··· Supplied data

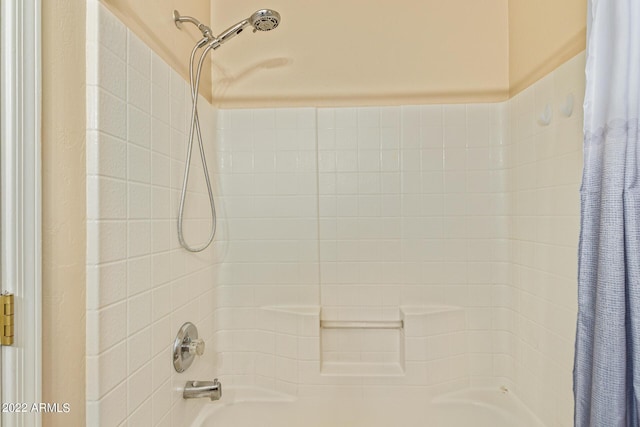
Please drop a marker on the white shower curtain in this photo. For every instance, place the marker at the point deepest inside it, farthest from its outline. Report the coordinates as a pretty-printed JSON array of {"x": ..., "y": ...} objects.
[{"x": 607, "y": 360}]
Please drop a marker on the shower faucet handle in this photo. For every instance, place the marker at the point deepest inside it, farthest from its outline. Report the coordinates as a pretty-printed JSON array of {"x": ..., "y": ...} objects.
[{"x": 196, "y": 346}]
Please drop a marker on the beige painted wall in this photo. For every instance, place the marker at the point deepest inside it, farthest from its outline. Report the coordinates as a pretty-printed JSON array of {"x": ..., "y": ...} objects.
[
  {"x": 152, "y": 21},
  {"x": 543, "y": 34},
  {"x": 357, "y": 53},
  {"x": 63, "y": 209}
]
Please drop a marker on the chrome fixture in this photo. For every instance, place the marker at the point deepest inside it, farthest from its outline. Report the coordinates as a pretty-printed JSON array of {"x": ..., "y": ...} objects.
[
  {"x": 196, "y": 389},
  {"x": 261, "y": 20},
  {"x": 186, "y": 346},
  {"x": 179, "y": 19}
]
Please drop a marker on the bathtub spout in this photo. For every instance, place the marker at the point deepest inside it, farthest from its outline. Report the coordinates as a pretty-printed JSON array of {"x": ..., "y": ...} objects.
[{"x": 210, "y": 389}]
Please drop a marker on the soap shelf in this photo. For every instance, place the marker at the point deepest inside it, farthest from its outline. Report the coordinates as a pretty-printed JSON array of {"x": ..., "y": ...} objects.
[{"x": 361, "y": 324}]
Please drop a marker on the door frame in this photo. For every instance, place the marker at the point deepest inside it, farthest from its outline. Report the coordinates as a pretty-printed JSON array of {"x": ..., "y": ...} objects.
[{"x": 20, "y": 167}]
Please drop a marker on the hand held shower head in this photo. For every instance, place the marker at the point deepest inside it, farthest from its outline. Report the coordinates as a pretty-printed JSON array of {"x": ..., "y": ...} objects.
[{"x": 261, "y": 20}]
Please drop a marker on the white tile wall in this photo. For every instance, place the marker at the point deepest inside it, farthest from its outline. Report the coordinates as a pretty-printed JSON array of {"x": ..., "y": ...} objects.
[
  {"x": 141, "y": 286},
  {"x": 545, "y": 216},
  {"x": 359, "y": 211},
  {"x": 465, "y": 205}
]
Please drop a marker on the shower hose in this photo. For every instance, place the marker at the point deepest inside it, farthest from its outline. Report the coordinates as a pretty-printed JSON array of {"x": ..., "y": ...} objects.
[{"x": 194, "y": 130}]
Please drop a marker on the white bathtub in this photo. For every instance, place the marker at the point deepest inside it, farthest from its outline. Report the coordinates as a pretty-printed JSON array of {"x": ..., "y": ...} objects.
[{"x": 475, "y": 407}]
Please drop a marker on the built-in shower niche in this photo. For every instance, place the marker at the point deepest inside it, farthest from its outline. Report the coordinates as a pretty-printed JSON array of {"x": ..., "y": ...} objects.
[
  {"x": 418, "y": 334},
  {"x": 301, "y": 346},
  {"x": 362, "y": 347}
]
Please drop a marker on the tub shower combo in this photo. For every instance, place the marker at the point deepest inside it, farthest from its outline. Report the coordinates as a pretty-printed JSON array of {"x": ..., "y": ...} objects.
[{"x": 411, "y": 333}]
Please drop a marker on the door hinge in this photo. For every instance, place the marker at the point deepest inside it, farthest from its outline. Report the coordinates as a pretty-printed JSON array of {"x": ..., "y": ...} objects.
[{"x": 6, "y": 319}]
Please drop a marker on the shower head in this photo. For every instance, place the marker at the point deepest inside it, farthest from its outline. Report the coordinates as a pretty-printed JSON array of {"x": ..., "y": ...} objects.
[
  {"x": 261, "y": 20},
  {"x": 265, "y": 20}
]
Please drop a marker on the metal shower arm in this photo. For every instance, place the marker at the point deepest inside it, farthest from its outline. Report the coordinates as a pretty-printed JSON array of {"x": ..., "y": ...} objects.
[{"x": 179, "y": 19}]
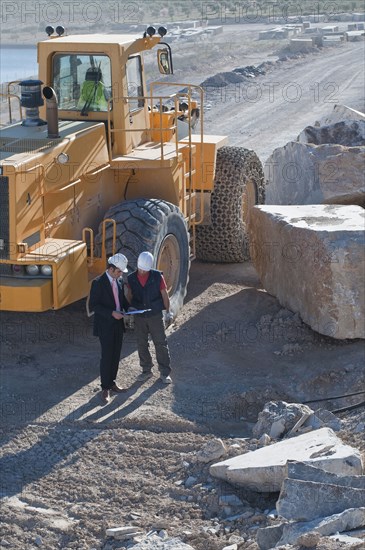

······

Exercise objective.
Please retype the records above exactly, excluding every picture.

Response.
Please drop a marker on the white shower curtain in this photo. For every instance, place the marker at the point deepest inside it, farthest from its outline. Report the coordinates as a pretty-printed JSON array of {"x": ..., "y": ...} objects.
[{"x": 607, "y": 360}]
Please drop a marker on the shower faucet handle in this photo. For every instance, place the marker at the point deepest inside it, farthest from its outline. Report the coordinates as a pretty-printed JSON array of {"x": ..., "y": ...} objects.
[{"x": 196, "y": 346}]
Please drop a marker on the beige painted wall in this photo. For every instance, place the marker at the point deepest inside it, farthest from its outline. Report the coordinates as a pretty-printed JSON array of {"x": ..., "y": ...} objects.
[
  {"x": 152, "y": 21},
  {"x": 543, "y": 34},
  {"x": 357, "y": 53},
  {"x": 63, "y": 209}
]
Please drop a marker on the chrome fixture in this photo. For every instance, place the marker at the point deepest inside it, farthest from its outline. Report the coordinates as a pretty-printed JSON array of {"x": ..., "y": ...} objects.
[
  {"x": 196, "y": 389},
  {"x": 261, "y": 20},
  {"x": 186, "y": 346},
  {"x": 179, "y": 19}
]
Please drop a marker on the bathtub spout in this photo. For every instance, place the marker at the point deepest inside it, farthest from its outline. Report the coordinates as a pretty-printed JSON array of {"x": ..., "y": ...} objects.
[{"x": 210, "y": 389}]
Please drop a marker on the soap shelf in this photo. For every instance, place the marker at the point deepest inside it, farthest from its outline. Report the coordinates as a pretty-printed JSON array of {"x": ..., "y": ...} objects.
[{"x": 361, "y": 324}]
Please drop a marker on the door frame in this photo. For every instance, place the marker at the point deepest inside it, farthest from its outline. Report the coordinates as a pretty-printed JSON array of {"x": ..., "y": ...} objects.
[{"x": 20, "y": 167}]
Please drop a marker on the hand held shower head in this photo. For every instance, place the marker at the point deepest inside it, farthest from its outline. Report the coordinates as a pretty-printed JSON array of {"x": ..., "y": ...} objects.
[{"x": 261, "y": 20}]
Please drop a marker on the white tile wall in this photo. For every instance, place the marker at the point deepest inside it, farthest from its outline. Report the coordinates as a pretty-printed JSON array of {"x": ..., "y": ...} objects.
[
  {"x": 141, "y": 286},
  {"x": 545, "y": 216},
  {"x": 359, "y": 211},
  {"x": 465, "y": 205}
]
Please drop a marker on the shower hose in this photo. For every instance, place the marker at the point deepest inside it, farthest from its outline. Report the coordinates as a pretty-printed JSON array of {"x": ..., "y": ...} objects.
[{"x": 194, "y": 130}]
Please drop a marker on the white bathtub in this photo. For every instance, place the marker at the point deepest inside it, farthest from its outline. Report the coordinates as a pretty-printed JSON array of {"x": ..., "y": ...} objects.
[{"x": 475, "y": 407}]
Please drop a marker on the built-in shower niche in this photo. For every instance, place the marker at the point deepest inside it, farthest from its outline. Report the coordinates as a pretty-printed JSON array of {"x": ..., "y": ...} objects.
[
  {"x": 418, "y": 334},
  {"x": 301, "y": 346},
  {"x": 362, "y": 347}
]
Please drop a marker on the tub shower combo in this photo. For every instance, place the marker at the point deepest inside it, farthest from its outline. Report the coordinates as a pretty-printed JSON array of {"x": ..., "y": ...} objects.
[{"x": 411, "y": 333}]
Please drop a marker on the door hinge in this photo. For every instance, place the marker at the point deepest inside it, farthest from its outline. Report the coordinates as a pretty-printed JSON array of {"x": ..., "y": ...} objects.
[{"x": 6, "y": 319}]
Please drop a marker on the shower head in this photo. For every instance, place the marker at the point deepest inside it, farthest from its outline. Report the coordinates as a pretty-printed JSON array of {"x": ..., "y": ...} objects.
[
  {"x": 261, "y": 20},
  {"x": 265, "y": 20}
]
Please drop a marker on the metal shower arm in this photo. For every instance, place the marker at the point deepest inside it, farthest from its outline. Report the coordinates as a pretty-printed JSON array of {"x": ..., "y": ...} objects.
[{"x": 179, "y": 19}]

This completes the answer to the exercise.